*DIRECTIONS*:
Convert everything in the data from the line containing "Where can the red and" down to the line containing "pixel 359 249", both ends included, into a JSON list of strings with one string per line and blank lines omitted.

*INFORMATION GIVEN*:
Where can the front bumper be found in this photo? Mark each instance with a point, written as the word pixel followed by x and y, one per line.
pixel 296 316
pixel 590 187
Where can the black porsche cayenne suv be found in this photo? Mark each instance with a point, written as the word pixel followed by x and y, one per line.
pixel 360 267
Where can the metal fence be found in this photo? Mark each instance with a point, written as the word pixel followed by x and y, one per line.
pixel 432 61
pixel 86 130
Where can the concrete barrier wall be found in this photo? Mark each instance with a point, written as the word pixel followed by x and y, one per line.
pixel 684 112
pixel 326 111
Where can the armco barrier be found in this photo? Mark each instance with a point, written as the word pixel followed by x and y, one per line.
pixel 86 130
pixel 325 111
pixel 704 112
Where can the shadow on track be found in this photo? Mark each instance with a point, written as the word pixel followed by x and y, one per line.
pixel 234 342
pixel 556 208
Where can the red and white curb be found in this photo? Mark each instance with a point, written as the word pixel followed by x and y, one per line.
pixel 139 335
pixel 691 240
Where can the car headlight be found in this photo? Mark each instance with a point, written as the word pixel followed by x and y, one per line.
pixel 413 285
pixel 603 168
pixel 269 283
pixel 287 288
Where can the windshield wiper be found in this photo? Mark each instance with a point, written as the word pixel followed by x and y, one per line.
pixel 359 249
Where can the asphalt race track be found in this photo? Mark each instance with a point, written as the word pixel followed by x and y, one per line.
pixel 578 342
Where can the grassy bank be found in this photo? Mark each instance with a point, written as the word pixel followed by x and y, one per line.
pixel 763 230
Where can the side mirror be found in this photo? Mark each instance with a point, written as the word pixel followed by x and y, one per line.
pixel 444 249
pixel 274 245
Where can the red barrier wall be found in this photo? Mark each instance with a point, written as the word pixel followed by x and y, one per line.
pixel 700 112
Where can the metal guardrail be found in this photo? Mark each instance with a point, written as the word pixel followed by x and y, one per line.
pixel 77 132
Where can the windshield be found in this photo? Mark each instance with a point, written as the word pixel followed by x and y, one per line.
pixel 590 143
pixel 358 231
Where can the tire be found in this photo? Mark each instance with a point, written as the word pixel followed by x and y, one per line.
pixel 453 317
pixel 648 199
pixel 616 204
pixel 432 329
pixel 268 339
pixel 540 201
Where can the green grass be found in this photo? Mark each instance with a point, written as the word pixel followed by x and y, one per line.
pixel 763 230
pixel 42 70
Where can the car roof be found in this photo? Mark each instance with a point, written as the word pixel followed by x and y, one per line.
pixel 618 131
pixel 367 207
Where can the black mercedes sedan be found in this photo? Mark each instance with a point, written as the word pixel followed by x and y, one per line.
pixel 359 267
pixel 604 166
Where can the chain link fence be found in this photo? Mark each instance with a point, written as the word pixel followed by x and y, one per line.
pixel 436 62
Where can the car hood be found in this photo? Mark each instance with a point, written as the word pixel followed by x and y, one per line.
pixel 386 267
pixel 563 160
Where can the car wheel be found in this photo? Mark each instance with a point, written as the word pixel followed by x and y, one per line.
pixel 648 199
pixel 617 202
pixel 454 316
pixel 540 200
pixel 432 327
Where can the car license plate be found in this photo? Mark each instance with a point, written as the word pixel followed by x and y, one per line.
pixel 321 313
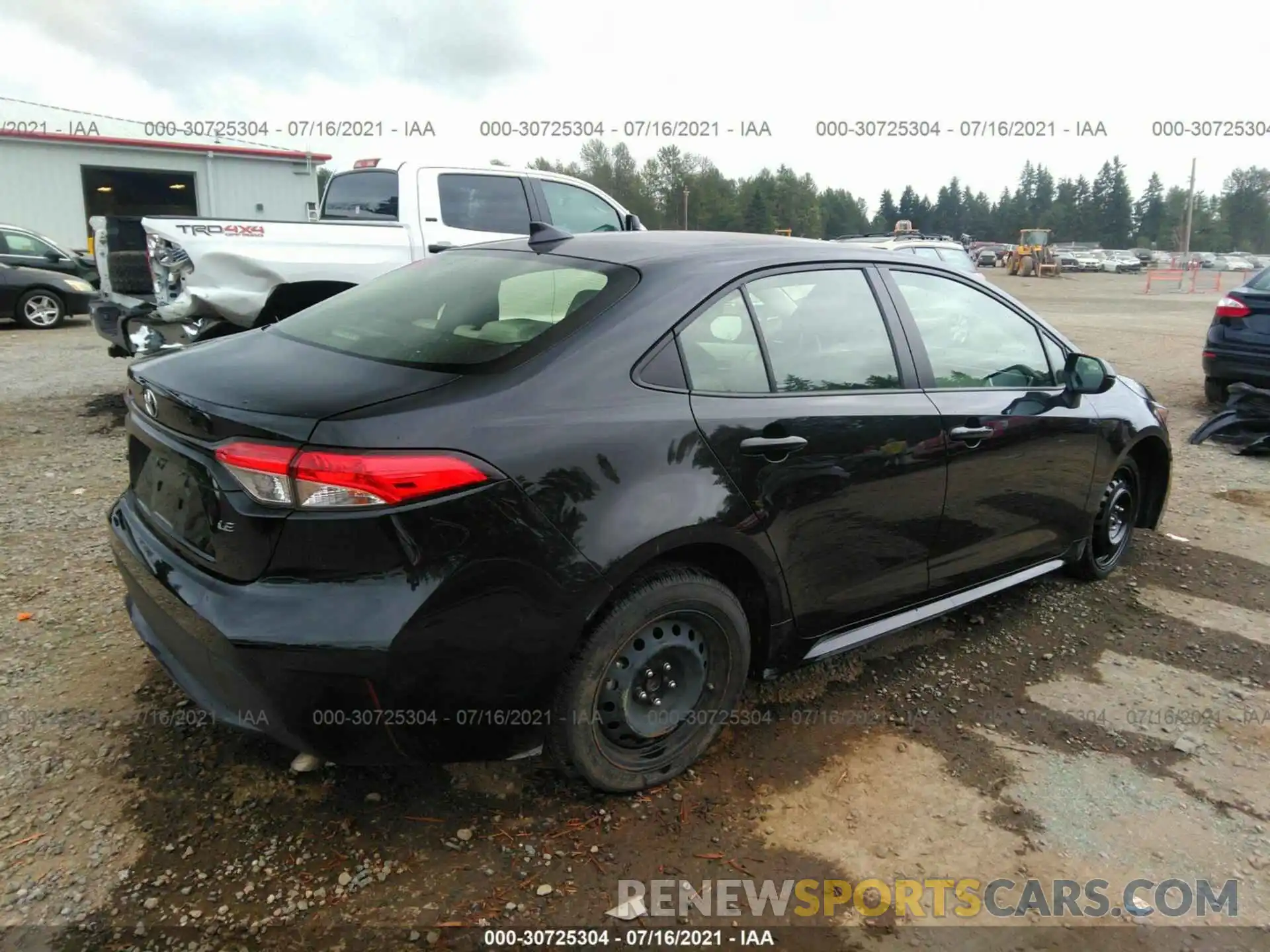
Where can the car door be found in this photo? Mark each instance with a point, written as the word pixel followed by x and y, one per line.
pixel 474 207
pixel 21 249
pixel 575 210
pixel 1021 450
pixel 818 419
pixel 11 288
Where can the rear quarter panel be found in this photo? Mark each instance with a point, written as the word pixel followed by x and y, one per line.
pixel 620 470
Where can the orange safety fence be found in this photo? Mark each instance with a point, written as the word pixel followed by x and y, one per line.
pixel 1185 281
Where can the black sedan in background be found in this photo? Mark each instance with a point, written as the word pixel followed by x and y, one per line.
pixel 23 248
pixel 41 300
pixel 1238 347
pixel 573 491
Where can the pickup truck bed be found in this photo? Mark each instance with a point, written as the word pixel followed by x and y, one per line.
pixel 240 264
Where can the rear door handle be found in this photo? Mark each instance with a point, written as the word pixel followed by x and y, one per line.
pixel 771 446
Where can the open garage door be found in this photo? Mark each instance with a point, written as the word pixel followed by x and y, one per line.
pixel 138 192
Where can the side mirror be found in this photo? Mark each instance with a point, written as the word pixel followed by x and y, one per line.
pixel 1087 375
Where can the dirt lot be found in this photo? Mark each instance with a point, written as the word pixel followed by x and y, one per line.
pixel 1057 731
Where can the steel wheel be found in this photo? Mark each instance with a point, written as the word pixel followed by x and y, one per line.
pixel 654 684
pixel 1114 526
pixel 40 310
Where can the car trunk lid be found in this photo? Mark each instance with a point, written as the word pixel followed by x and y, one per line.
pixel 257 386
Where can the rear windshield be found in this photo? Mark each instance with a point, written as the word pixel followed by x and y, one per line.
pixel 370 194
pixel 958 258
pixel 462 310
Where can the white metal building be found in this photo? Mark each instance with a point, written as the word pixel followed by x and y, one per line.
pixel 54 183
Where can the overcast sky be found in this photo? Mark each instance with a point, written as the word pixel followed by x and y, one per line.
pixel 790 63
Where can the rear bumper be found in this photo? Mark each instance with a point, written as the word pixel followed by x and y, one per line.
pixel 365 672
pixel 1238 366
pixel 140 332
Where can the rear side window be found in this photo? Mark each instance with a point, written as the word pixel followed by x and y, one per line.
pixel 833 339
pixel 370 196
pixel 462 310
pixel 484 204
pixel 722 350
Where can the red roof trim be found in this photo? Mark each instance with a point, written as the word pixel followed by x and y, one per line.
pixel 168 146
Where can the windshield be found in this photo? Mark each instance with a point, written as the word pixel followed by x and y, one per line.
pixel 461 309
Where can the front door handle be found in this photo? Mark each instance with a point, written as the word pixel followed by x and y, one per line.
pixel 771 446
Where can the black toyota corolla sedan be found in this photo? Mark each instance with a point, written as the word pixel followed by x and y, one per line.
pixel 573 491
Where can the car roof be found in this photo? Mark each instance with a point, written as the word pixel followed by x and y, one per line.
pixel 733 251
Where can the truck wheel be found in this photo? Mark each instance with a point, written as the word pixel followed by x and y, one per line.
pixel 40 310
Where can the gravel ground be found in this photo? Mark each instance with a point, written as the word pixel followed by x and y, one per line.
pixel 970 746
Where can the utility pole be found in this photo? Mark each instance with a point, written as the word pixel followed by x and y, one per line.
pixel 1191 212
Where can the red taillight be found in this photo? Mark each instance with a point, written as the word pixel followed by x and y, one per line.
pixel 333 479
pixel 1231 307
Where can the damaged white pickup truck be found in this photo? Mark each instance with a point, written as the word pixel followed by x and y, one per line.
pixel 169 282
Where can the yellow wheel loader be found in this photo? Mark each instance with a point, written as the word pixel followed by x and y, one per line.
pixel 1033 255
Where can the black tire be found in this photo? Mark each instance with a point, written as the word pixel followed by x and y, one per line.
pixel 603 720
pixel 1111 535
pixel 1214 390
pixel 40 310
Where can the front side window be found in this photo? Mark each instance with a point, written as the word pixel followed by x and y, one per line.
pixel 578 211
pixel 720 349
pixel 972 339
pixel 484 204
pixel 19 244
pixel 1057 357
pixel 461 309
pixel 835 338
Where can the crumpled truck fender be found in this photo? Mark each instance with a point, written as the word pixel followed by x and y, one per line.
pixel 228 286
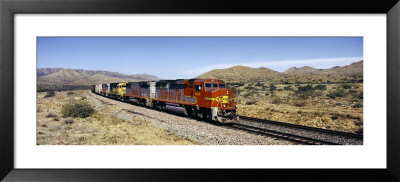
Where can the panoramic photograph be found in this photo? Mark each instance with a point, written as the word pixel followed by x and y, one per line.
pixel 199 91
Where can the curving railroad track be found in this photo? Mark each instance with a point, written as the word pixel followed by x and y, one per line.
pixel 297 133
pixel 291 132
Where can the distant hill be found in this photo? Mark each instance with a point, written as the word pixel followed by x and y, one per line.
pixel 240 73
pixel 80 77
pixel 306 74
pixel 302 70
pixel 354 68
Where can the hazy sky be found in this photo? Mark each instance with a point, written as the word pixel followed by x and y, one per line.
pixel 188 57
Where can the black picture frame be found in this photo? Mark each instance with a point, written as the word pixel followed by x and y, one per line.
pixel 8 8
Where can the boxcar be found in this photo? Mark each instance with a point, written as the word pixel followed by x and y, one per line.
pixel 141 92
pixel 105 89
pixel 113 90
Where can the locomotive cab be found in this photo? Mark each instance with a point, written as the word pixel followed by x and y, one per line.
pixel 214 101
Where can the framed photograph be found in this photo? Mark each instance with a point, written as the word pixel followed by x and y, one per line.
pixel 159 90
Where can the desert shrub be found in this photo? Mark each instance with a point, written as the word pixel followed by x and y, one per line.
pixel 352 91
pixel 352 117
pixel 360 131
pixel 320 87
pixel 300 102
pixel 277 101
pixel 51 115
pixel 346 86
pixel 50 94
pixel 335 116
pixel 357 105
pixel 251 102
pixel 288 87
pixel 307 88
pixel 80 109
pixel 69 121
pixel 272 87
pixel 305 92
pixel 259 84
pixel 359 95
pixel 337 93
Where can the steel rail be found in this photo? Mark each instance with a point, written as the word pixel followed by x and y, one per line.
pixel 280 135
pixel 289 125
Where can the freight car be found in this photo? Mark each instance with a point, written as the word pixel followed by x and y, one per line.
pixel 208 99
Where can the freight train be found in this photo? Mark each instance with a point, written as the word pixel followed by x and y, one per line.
pixel 208 99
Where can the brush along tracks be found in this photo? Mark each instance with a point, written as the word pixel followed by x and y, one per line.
pixel 264 131
pixel 297 133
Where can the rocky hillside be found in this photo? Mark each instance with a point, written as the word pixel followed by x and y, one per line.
pixel 354 68
pixel 241 73
pixel 61 76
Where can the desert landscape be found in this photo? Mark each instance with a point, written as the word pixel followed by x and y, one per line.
pixel 324 98
pixel 73 118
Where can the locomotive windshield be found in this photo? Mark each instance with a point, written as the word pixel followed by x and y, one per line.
pixel 211 85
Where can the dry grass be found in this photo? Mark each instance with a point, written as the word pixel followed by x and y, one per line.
pixel 99 129
pixel 340 113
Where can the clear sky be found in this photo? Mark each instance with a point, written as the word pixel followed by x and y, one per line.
pixel 188 57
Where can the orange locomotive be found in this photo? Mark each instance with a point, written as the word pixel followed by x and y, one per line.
pixel 203 98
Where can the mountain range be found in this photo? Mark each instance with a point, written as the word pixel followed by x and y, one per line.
pixel 80 77
pixel 243 73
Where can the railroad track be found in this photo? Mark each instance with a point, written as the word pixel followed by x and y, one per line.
pixel 291 132
pixel 297 133
pixel 280 135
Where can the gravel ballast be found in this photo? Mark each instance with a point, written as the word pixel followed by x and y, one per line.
pixel 198 131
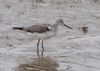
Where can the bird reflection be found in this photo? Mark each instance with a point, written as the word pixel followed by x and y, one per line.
pixel 47 64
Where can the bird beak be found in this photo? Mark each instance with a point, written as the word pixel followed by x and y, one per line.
pixel 68 26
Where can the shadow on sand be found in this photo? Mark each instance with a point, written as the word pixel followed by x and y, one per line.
pixel 40 64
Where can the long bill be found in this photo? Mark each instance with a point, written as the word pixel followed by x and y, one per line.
pixel 68 26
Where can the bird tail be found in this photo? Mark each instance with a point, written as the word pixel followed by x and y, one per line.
pixel 18 28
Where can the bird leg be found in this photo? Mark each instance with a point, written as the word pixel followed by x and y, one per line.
pixel 42 50
pixel 38 47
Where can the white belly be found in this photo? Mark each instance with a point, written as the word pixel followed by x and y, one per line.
pixel 43 36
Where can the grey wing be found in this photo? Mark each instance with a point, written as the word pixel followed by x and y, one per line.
pixel 37 28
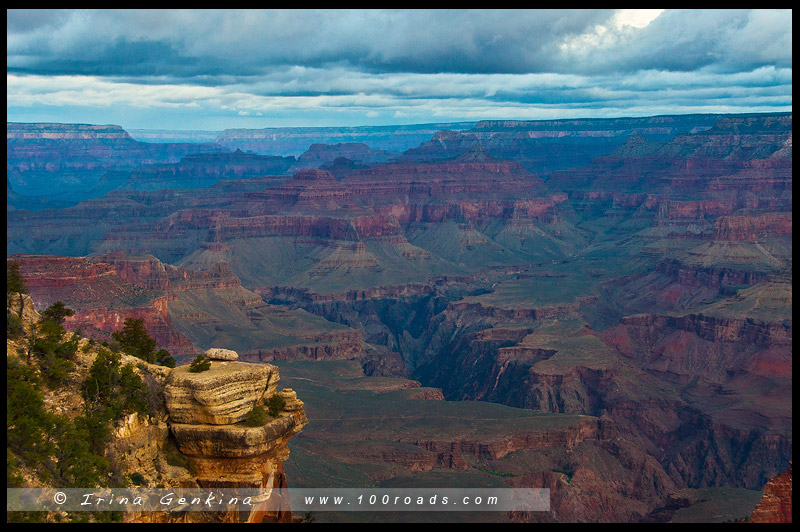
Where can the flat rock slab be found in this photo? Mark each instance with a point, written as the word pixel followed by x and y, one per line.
pixel 216 353
pixel 236 441
pixel 223 395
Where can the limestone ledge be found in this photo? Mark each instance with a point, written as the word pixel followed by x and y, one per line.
pixel 223 395
pixel 238 441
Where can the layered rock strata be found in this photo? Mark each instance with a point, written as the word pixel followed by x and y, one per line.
pixel 206 412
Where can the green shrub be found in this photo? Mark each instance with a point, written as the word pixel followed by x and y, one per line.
pixel 55 356
pixel 200 364
pixel 275 405
pixel 163 358
pixel 257 417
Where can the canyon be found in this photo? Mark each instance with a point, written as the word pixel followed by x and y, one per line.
pixel 598 306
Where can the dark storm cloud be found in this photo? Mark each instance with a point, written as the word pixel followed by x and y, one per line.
pixel 242 43
pixel 246 42
pixel 421 65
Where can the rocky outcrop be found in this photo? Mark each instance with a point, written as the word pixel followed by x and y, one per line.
pixel 205 413
pixel 221 396
pixel 752 228
pixel 776 503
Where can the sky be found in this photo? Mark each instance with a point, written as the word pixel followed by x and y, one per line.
pixel 218 69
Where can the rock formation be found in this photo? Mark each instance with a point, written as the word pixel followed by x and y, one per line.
pixel 206 411
pixel 776 503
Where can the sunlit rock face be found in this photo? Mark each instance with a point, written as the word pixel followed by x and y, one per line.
pixel 206 413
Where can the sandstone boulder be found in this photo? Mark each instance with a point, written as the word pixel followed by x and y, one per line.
pixel 216 353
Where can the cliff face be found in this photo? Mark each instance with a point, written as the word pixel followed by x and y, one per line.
pixel 776 503
pixel 205 417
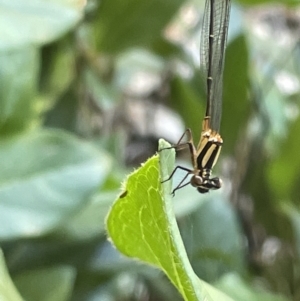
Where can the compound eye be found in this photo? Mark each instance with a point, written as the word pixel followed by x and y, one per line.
pixel 216 183
pixel 196 181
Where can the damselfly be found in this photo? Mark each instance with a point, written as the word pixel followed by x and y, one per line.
pixel 212 52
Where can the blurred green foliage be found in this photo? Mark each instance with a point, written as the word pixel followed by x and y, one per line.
pixel 75 116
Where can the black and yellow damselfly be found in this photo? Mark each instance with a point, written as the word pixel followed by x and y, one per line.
pixel 212 53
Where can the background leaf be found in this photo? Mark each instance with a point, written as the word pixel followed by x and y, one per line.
pixel 142 225
pixel 40 192
pixel 24 23
pixel 8 291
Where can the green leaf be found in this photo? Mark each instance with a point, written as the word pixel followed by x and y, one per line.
pixel 51 284
pixel 18 77
pixel 45 177
pixel 142 23
pixel 37 22
pixel 8 291
pixel 142 225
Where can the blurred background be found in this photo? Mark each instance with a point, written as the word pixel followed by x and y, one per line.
pixel 88 88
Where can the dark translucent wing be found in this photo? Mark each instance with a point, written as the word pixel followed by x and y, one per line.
pixel 212 54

*SOLUTION TO THE PROBLEM*:
[
  "Where can the red and white curb be found in this photo? Mark each instance with a point, written as the word pixel followed by x and y, one per line.",
  "pixel 139 335",
  "pixel 691 240",
  "Where can the car headlight be found in this photo? Mark each instance with a point, written as the word pixel followed by x and y, one per line.",
  "pixel 413 285",
  "pixel 603 168",
  "pixel 269 283",
  "pixel 287 288",
  "Where can the windshield wiper be found in this photo? Mark each instance with a point, written as the word pixel followed by x and y, one per line.",
  "pixel 359 249"
]